What the task requires: Reproduce all the material exactly, minus any pictures it holds.

------------------------------------

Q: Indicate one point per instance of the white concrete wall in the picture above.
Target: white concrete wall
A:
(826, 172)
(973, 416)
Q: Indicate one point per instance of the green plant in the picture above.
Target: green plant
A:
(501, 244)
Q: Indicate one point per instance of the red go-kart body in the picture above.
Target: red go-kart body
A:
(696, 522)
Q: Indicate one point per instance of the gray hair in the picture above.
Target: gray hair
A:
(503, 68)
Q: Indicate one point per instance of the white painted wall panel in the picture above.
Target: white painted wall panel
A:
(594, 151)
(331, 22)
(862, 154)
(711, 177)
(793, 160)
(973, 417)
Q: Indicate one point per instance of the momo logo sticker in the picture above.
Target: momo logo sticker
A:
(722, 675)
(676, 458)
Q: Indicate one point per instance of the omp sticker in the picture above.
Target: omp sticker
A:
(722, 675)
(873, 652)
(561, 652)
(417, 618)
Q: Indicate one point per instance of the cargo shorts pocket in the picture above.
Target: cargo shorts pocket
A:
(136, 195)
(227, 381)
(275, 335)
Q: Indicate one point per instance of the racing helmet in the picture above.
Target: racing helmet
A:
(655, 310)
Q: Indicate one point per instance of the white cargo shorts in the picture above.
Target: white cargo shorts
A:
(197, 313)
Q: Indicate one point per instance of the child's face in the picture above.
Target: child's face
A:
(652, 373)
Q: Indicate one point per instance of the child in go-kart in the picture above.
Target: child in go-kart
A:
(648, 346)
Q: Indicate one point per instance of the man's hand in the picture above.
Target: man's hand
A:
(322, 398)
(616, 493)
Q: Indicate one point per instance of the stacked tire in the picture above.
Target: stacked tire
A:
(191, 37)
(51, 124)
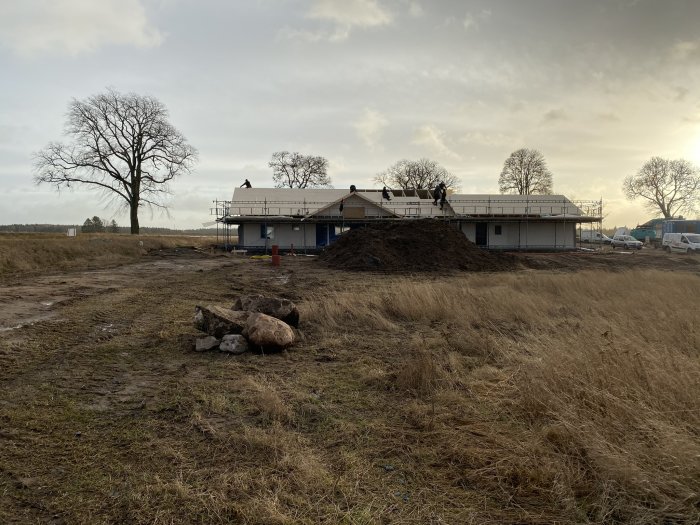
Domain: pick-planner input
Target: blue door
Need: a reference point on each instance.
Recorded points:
(321, 235)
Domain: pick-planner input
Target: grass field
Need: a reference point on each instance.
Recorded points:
(24, 253)
(530, 397)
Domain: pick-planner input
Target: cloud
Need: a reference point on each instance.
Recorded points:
(347, 15)
(554, 115)
(685, 50)
(608, 117)
(472, 21)
(487, 138)
(370, 127)
(415, 10)
(73, 27)
(434, 138)
(680, 93)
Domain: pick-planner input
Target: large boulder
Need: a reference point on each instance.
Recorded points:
(234, 344)
(219, 321)
(282, 309)
(268, 333)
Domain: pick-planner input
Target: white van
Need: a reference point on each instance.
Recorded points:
(682, 243)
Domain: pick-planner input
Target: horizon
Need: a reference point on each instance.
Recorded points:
(598, 87)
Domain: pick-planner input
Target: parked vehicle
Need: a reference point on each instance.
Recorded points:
(682, 242)
(595, 237)
(627, 242)
(655, 229)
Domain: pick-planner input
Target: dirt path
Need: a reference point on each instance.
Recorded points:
(103, 406)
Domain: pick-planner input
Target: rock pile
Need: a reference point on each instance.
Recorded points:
(254, 322)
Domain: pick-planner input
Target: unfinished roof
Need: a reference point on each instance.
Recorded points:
(323, 202)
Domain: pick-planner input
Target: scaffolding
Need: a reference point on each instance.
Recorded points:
(590, 208)
(220, 211)
(530, 211)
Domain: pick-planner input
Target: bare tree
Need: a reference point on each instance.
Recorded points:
(293, 170)
(668, 186)
(122, 145)
(416, 174)
(525, 172)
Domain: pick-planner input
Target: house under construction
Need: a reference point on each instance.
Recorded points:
(309, 219)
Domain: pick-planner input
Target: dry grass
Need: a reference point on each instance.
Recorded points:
(584, 388)
(521, 398)
(33, 253)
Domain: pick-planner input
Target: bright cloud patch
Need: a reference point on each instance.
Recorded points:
(370, 126)
(348, 14)
(434, 138)
(72, 27)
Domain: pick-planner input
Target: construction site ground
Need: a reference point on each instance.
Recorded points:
(101, 395)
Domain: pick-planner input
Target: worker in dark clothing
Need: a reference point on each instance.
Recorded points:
(443, 194)
(437, 194)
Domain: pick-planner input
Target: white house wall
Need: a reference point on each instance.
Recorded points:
(540, 235)
(284, 236)
(469, 230)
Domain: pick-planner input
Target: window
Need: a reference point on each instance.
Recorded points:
(267, 232)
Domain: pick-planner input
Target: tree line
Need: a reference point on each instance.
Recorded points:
(123, 146)
(63, 228)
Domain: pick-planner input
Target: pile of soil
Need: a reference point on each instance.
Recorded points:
(425, 245)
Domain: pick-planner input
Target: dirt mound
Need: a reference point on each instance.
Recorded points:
(424, 245)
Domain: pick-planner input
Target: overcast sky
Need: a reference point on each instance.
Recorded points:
(598, 86)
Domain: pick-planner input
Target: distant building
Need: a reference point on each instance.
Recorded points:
(310, 219)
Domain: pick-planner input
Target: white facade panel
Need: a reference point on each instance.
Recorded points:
(283, 235)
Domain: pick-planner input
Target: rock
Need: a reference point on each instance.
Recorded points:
(268, 333)
(234, 344)
(282, 309)
(206, 342)
(219, 321)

------------------------------------

Final result:
Q: Indicate one point per instance of the white concrete wall in the picture above.
Target: white concrete wall
A:
(826, 172)
(973, 416)
Q: Indicate one point per instance of the green plant in the picture above.
Target: green plant
A:
(501, 244)
Q: Indicate one point per instance of the red go-kart body in the picture above.
Target: red go-kart body
A:
(696, 522)
Q: Indicate one point per instance of the gray hair in the picture above.
Target: gray hair
A:
(503, 68)
Q: Indicate one point per instance of the white painted wall panel in the picture above.
Target: white painted wall panel
A:
(594, 151)
(331, 22)
(862, 154)
(711, 177)
(793, 160)
(973, 417)
Q: Indicate one point per instance of the momo logo sticker in the picture above.
Target: momo logo sticker
A:
(722, 675)
(676, 458)
Q: Indicate one point per instance of the omp sticker in the picture above.
Target: omp sticker
A:
(722, 675)
(873, 652)
(561, 652)
(417, 618)
Q: Indicate one point per instance of the cargo shorts pocket in the picture above.
Target: cargo shorts pocket
A:
(136, 195)
(227, 381)
(275, 335)
Q: Indicate one point per instance of the racing helmet in the picture above.
Target: racing helmet
A:
(655, 310)
Q: Indicate one point per instance of the white cargo shorts in the picture above.
Target: white cargo shorts
A:
(197, 313)
Q: Indicate one point per instance of the child's face in the picture above.
Target: child's face
A:
(652, 373)
Q: Indicate one point per instance of the child in go-kart in the picture above.
Target: child in go-kart
A:
(648, 346)
Q: Indicate one point per instance of the man's hand in the picture above.
Target: man's hand
A:
(322, 398)
(616, 493)
Q: Indicate one point per instance of the stacked tire in the picture above.
Target: stacked tire
A:
(191, 37)
(51, 124)
Domain: pick-planner input
Target: blue door
Need: a reference point on each instance.
Recorded points:
(321, 235)
Domain: pick-planner input
Target: grass field
Need: a reference point on each instance.
Recorded points:
(24, 253)
(530, 397)
Domain: pick-planner input
Target: cloud
Need: a reference point on each instance.
Recorded points:
(347, 15)
(554, 115)
(685, 50)
(608, 117)
(472, 21)
(487, 138)
(370, 127)
(415, 10)
(73, 27)
(434, 138)
(680, 93)
Domain: pick-planner input
Target: large boulder
Need: a reference point on each instance.
Recorded points:
(234, 344)
(219, 321)
(282, 309)
(268, 333)
Domain: pick-planner input
Target: white van
Need: a reference point on each instance.
Recorded points:
(682, 243)
Domain: pick-planner input
Target: horizon
Need: a reference point on each instance.
Recorded points:
(598, 87)
Domain: pick-planner input
Target: parked vehicle
Need: a reference point on each instance.
Recorded points:
(682, 242)
(595, 237)
(627, 242)
(655, 229)
Domain: pick-planner input
Target: dirt path
Need: a reference point on each instance.
Recorded points:
(103, 406)
Domain: pick-planner input
Target: rock pile
Need: a reference point on each instance.
Recorded points:
(254, 322)
Domain: pick-planner input
Target: unfinished roof
Need: a reference point on each instance.
Recorded points:
(323, 202)
Domain: pick-planner input
Target: scaffolding
Need: a reference point on each instance.
Recorded points:
(590, 208)
(220, 211)
(530, 211)
Domain: pick-planner input
Target: bare tree
Need: a reference point on each instance.
Recorded points:
(293, 170)
(668, 186)
(122, 145)
(416, 174)
(525, 172)
Domain: pick-planner input
Target: house under construction
Need: a reference point on each instance.
Recorded points:
(309, 219)
Domain: pick-planner input
Target: dry grass
Need: a reference point on each instance.
Recorded points:
(584, 388)
(521, 398)
(33, 253)
Domain: pick-planner input
Target: bright cloud patch
Need: a reference point on each instance.
Recorded points:
(370, 126)
(348, 14)
(434, 138)
(72, 27)
Domain: pick-planner input
Target: construction site ground
Need: a reference point on each instance.
Recorded points:
(101, 395)
Domain: pick-planner input
Target: worker in dark clothing
Need: a reference point on each instance.
Recorded points:
(443, 194)
(437, 194)
Domain: pick-planner input
Target: white house wall
Need: a reference point on each instance.
Recorded points:
(540, 235)
(284, 236)
(469, 230)
Domain: pick-planner input
Target: window
Need: a reference point on each instance.
Recorded points:
(267, 232)
Domain: pick-planner input
Target: tree line
Need: a reference point on each instance.
Recorded points:
(123, 146)
(63, 228)
Domain: pick-planner input
Target: pile of soil
Need: a reference point on each instance.
Recorded points:
(425, 245)
Domain: pick-planner input
Target: dirt mound
Need: a reference point on each instance.
Recorded points:
(424, 245)
Domain: pick-planner input
Target: overcast sky
Need: a reference point on each instance.
Recorded points:
(598, 86)
Domain: pick-planner input
Target: distant building
Need: a reference point on each instance.
Recorded points:
(310, 219)
Domain: pick-planner input
Target: white facade panel
Need: a reference point on each instance.
Recorded points:
(283, 235)
Domain: pick-planner input
Target: rock
Need: a reference point on each instance.
Recorded points:
(268, 333)
(234, 344)
(282, 309)
(206, 342)
(219, 321)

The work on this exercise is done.